• Set of tasks:
• A. Edit the plastic recycling passage, starting at the words "Among the most" and ending after the words "and used carpets.", so that "opaque" reads "dark".
• B. Proceed with the plastic recycling passage, continuing from its final sentence.

• Document segment:
···
Among the most notable examples, the Dutch company Ioniqa Technologie has approached Coca-Cola in order to be able to provide enough rPETs by 2030 to meet the "future standards" for plastic packaging. The Japanese company Jeplan also proposes to recycle PET from textiles or packaging by glycolysis, a solution that can be used to process opaque and coloured polymers. Finally, it is this technique that was developed by the Italian company Aquafil, now well known for its Econyl®, a polyamide made from fishing nets and used carpets.

For or years now, the specialised press has regularly reported on enzymatic depolymerisation and the famous gluttonous enzymes able to absorb unprecedented quantities of plastics. The term is slightly misleading because these enzymes do not feed on polymers but simply, and this is still quite an achievement, break down the molecular chain to return the plastic to a monomer. For the time being, this transformation is fulfilling all its promises for polymers such as PET and PLA. Its only flaw is its slowness since it takes several weeks for these enzymes to break down the chains.
···
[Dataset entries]

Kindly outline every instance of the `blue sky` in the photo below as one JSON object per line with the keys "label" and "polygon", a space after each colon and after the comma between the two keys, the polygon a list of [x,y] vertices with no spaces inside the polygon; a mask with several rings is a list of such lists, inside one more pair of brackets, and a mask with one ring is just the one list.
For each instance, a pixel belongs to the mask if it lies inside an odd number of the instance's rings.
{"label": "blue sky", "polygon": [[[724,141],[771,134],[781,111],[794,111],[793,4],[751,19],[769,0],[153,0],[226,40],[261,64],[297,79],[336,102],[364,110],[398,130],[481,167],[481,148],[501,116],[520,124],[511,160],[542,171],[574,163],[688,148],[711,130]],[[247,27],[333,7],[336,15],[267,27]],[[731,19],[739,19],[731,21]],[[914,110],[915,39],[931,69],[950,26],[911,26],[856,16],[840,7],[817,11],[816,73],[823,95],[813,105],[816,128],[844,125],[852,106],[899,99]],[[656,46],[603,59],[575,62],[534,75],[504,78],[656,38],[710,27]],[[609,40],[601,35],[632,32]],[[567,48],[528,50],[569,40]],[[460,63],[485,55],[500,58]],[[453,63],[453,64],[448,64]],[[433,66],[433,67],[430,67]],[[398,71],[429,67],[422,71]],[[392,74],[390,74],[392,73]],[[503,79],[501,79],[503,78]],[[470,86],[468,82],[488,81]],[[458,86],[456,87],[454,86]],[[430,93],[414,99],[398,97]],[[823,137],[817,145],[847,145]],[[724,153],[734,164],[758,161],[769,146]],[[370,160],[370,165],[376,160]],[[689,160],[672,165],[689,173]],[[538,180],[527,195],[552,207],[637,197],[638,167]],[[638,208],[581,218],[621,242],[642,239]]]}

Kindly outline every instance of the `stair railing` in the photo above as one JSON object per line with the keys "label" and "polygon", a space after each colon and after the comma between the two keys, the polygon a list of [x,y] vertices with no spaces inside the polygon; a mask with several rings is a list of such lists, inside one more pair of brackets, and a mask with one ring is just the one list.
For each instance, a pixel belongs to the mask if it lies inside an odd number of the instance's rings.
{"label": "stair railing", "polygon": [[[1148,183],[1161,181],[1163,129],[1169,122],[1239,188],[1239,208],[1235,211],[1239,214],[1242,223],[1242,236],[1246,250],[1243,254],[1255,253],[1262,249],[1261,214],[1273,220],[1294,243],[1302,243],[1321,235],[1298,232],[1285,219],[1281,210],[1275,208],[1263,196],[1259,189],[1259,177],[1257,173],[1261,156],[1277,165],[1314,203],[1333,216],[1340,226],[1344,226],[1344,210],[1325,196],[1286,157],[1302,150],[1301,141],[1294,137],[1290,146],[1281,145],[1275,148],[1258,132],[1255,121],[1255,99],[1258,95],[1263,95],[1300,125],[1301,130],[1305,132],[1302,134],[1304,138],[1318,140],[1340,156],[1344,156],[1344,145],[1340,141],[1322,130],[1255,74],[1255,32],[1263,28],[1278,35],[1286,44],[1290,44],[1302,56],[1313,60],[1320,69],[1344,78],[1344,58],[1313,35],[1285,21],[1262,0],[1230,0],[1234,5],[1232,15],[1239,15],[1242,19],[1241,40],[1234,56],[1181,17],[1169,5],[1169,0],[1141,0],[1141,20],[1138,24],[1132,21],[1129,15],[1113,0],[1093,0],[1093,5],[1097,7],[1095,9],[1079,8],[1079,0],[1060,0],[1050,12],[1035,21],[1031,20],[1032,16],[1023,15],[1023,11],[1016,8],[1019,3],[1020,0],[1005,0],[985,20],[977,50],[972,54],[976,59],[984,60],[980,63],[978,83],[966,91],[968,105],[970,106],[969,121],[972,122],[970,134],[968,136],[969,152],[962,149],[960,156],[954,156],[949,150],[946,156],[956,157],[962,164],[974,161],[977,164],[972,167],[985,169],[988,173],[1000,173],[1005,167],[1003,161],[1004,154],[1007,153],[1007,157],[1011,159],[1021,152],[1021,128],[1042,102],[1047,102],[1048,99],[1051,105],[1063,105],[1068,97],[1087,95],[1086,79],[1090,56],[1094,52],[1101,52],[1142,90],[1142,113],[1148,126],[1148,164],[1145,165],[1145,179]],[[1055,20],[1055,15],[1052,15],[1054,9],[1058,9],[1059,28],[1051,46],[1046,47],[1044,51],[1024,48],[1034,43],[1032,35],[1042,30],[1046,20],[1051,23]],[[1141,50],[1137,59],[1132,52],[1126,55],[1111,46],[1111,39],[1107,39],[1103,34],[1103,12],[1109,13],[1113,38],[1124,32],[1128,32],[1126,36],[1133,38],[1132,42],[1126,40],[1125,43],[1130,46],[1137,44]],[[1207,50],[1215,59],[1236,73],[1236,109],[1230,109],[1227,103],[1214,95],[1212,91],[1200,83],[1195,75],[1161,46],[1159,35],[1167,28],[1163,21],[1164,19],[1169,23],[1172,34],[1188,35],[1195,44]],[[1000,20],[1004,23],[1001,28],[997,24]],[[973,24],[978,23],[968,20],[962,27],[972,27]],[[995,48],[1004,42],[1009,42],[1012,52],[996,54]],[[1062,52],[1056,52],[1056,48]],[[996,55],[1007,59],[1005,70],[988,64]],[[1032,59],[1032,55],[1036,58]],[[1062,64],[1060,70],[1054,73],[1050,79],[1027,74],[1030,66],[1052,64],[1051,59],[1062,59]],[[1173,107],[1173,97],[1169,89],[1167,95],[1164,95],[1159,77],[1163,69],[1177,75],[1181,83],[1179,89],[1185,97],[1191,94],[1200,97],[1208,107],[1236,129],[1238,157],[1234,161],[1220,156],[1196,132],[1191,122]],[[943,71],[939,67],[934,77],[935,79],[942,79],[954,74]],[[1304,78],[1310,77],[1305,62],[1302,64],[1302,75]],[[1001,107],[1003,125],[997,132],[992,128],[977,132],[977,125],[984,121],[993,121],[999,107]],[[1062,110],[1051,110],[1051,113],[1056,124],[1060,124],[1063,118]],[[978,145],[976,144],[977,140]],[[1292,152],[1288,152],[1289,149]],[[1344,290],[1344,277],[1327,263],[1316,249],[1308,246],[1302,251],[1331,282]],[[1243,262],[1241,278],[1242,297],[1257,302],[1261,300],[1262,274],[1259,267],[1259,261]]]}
···
• Answers below:
• A.
Among the most notable examples, the Dutch company Ioniqa Technologie has approached Coca-Cola in order to be able to provide enough rPETs by 2030 to meet the "future standards" for plastic packaging. The Japanese company Jeplan also proposes to recycle PET from textiles or packaging by glycolysis, a solution that can be used to process dark and coloured polymers. Finally, it is this technique that was developed by the Italian company Aquafil, now well known for its Econyl®, a polyamide made from fishing nets and used carpets.

• B.
Photograph: image bank

Polymer-eating enzymes. In reality, enzymes simply break down the polymer chains to return to the base material. This technique is particularly effective for PET and PLA.

However, the French company Carbios recently announced that it had succeeded in genetically modifying the enzymes so that they would be able to "digest" the polymers in less than 20 hours in a tank maintained at 60°.

Cracking by pyrolysis, gasification: heat stroke for polymers

Although it is fairly easy to convert a monomer into a polymer, the reverse is not always so. In some other cases, the operation requires the involvement of pyrolysis technology. This process consists of cracking the polymer to obtain smaller molecules.

Photograph: image bank

After being heated to high temperatures, the polymers are cracked and will then be transformed into a new virgin polymer.

To do this, the polymers are heated to temperatures between 350° and 650° in an oxygen void. In particular, the process produces an oil which, once transformed (in a steam cracker), will be re-used to form a new virgin polymer. Another technique, called gasification, consists in heating polymers very quickly to temperatures of up to 1,200° to obtain an even larger volume of gas.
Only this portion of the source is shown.